REQUIRED WORK :: Reproduce every line of the following data word for word.

--- --- ---

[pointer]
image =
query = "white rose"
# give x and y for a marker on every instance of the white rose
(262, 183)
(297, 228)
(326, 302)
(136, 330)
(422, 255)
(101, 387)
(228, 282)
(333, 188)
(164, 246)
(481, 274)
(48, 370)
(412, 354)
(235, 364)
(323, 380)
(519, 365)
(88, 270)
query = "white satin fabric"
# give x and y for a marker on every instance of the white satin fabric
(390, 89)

--- --- ---

ANSWER ::
[pointer]
image =
query = "white rose"
# give x and y for a marker on every instance of the white rose
(262, 183)
(297, 228)
(326, 302)
(136, 330)
(422, 255)
(101, 387)
(228, 282)
(333, 188)
(164, 246)
(481, 274)
(48, 370)
(412, 354)
(235, 364)
(323, 380)
(519, 365)
(88, 270)
query = "white satin fabric"
# give x and y for a marker on every instance of the white satin fabric
(390, 89)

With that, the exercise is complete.